— Requisitos —
**1.** Según el texto sobre Lorca, ¿qué barrios fueron los más castigados el 11 de mayo?
**2.** Prosigue el texto sobre Lorca a partir de su última oración.

— Texto proporcionado —
= = = = = = =

Lorca, seis meses después del seísmo
La ciudad murciana trata de seguir adelante pese a las cicatrices del temblor que se ven en sus calles
LORCAActualizado:En Lorca los niños ya no van al colegio con casco y linterna, como algunos hicieron durante un tiempo, aunque se mantiene la rareza de ver a chavales de 13 años estudiando en la Universidad, y allí seguirán hasta que sus colegios puedan ser reconstruidos, nadie sabe cuándo. Los carteros se vuelven locos buscando a los destinatarios de las cartas que antes vivían en los 260 edificios derribados, las calles están tomadas por contenedores de escombros, las demoliciones han dejado al descubierto burlones en numerosas fachadas -repintadas de un amarilló chillón que sirve de aislante- , y resulta difícil ver un solo inmueble que no esté apuntalado, agrietado o envuelto en andamios.
La ciudad entera se muestra descarnada, seis meses después de los terremotos, al punto que de su paisaje forma parte ya el mayor número de cuadrillas de albañiles que pueda imaginarse, así como un batallón ensordecedor de volquetes, camiones, grúas, picos y carretillas. No solo La Viña -la zona cero, la estampa del horror- y San Diego, los barrios más castigados aquel 11 de mayo, están literalmente patas arriba, preñados de solares donde antes se levantaba la iglesia de Cristo Rey, el instituto Ros Giner o un bloque de 62 viviendas, sino que el casco histórico y el cogollo de la ciudad que bulle por La Corredera y la avenida Juan Carlos I presentan aún heridas de gravedad que tardarán años en curar.
Pero así está Lorca, no los lorquinos. Los lorquinos han tirado de su legendario carácter, ese que llevan en su ADN por la pertenencia a una tierra de fronteras, para levantarse mucho antes que sus edificios, y espantar en un tiempo récord -medio año no es nada- las noches en vela, los cuadros de ansiedad, el consumo masivo de ansiolíticos, los rumores infundados de que un día de éstos vendrá otro seísmo que arrasará el mundo. Los lorquinos no tienen tiempo de ir al psicólogo, porque su tiempo libre deben emplearlo en tapar los desconchados de sus casas, recibir a los péritos (allí les llaman péritos), tramitar el papeleo del Consorcio de Seguros, o ponerse de acuerdo con sus vecinos de escalera para conseguir un mejor presupuesto y escotar los gastos entre todos. Gestiones, todas, más perentorias que visitar a un psicólogo.

= = = = = = =

— Datos aportados —
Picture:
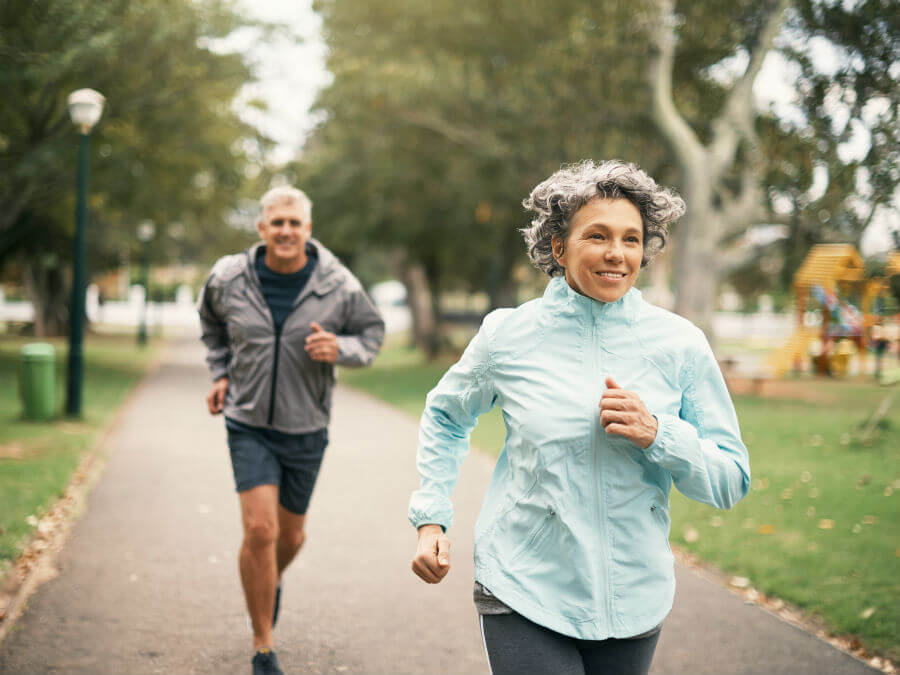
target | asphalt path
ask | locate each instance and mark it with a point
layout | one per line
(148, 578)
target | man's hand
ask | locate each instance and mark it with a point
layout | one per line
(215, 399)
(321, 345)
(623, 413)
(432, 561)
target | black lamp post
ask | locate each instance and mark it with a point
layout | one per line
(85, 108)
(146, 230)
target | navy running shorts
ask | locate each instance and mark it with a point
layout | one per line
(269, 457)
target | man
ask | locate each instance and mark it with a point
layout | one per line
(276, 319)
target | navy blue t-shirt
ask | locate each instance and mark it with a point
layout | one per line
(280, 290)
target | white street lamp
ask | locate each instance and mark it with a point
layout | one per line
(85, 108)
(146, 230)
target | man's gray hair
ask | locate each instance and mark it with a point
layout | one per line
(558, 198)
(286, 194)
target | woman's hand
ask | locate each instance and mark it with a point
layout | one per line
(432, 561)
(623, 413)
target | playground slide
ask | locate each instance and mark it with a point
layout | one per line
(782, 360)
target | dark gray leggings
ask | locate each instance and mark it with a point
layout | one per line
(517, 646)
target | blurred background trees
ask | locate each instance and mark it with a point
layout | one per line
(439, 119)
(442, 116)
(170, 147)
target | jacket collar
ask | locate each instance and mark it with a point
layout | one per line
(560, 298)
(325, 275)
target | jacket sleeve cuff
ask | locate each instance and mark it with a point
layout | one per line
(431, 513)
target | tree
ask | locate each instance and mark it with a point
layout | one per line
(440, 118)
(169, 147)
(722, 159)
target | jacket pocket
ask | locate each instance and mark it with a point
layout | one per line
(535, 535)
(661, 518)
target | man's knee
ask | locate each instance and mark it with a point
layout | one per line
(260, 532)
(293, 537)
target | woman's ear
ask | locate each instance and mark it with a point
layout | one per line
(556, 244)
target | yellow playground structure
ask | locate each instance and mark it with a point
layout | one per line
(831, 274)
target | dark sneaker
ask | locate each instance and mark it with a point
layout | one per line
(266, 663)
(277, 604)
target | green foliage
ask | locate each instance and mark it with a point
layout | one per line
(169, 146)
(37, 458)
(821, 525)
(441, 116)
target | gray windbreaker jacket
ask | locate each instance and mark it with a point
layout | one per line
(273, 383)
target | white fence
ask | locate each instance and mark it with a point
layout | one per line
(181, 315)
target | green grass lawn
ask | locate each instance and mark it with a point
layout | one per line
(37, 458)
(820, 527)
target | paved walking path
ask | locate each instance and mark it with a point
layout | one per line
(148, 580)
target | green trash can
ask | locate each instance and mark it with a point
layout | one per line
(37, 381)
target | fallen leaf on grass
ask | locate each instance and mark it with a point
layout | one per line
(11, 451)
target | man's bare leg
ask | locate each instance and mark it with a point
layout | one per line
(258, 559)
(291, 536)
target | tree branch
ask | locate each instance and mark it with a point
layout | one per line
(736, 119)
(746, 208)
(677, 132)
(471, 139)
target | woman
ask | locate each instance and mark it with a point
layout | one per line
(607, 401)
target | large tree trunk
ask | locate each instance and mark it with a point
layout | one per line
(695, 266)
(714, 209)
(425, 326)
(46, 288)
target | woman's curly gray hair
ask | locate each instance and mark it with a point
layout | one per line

= = = = = = =

— Respuestas por tarea —
**1.** La Viña y San Diego.

**2.**
En Lorca, excepción hecha de quienes lloran a las nueve personas que murieron aplastadas el 11 de mayo, la gente se muestra resignada (optimista sería mucho decir), pese a que cientos de familias perdieron sus viviendas y malviven realojadas en las casas de sus allegados o en alquiler a cambio de pagar precios desorbitados.
Negocios cerrados
Cosa distinta son los negocios, que no pitan. El 40% de los comercios permanecen cerrados, el paro ha causado estragos, salvo entre los oficios relacionados con la construcción -que, obviamente, no dan abasto-, y varios miles de inmigrantes, de los 20.000 que se contaban en mayo, se han ido; se cree que mayoritariamente los de orígen magrebí, tocados al parecer por un miedo atávico en su cultura a los temblores de tierra.
Pero los lorquinos, aunque perdidas o agrietadas sus posesiones, siguen en pie. La profesora de Lengua Tana García relata que sus alumnos de Primero de Bachillerato en el Instituto Ibáñez Martín, de entre 16 y 17 años de edad, necesitaron al principio apoyo psicológico y ahora sin embargo han recobrado su estabilidad emocional, no sufren pesadillas y han desarrollado incluso una inusual disciplina que les permite entrar y salir de clase a la hora en punto, y educadamente, sin que nadie les toque el timbre, «entre otras cosas, porque nos hemos quedado sin conserje»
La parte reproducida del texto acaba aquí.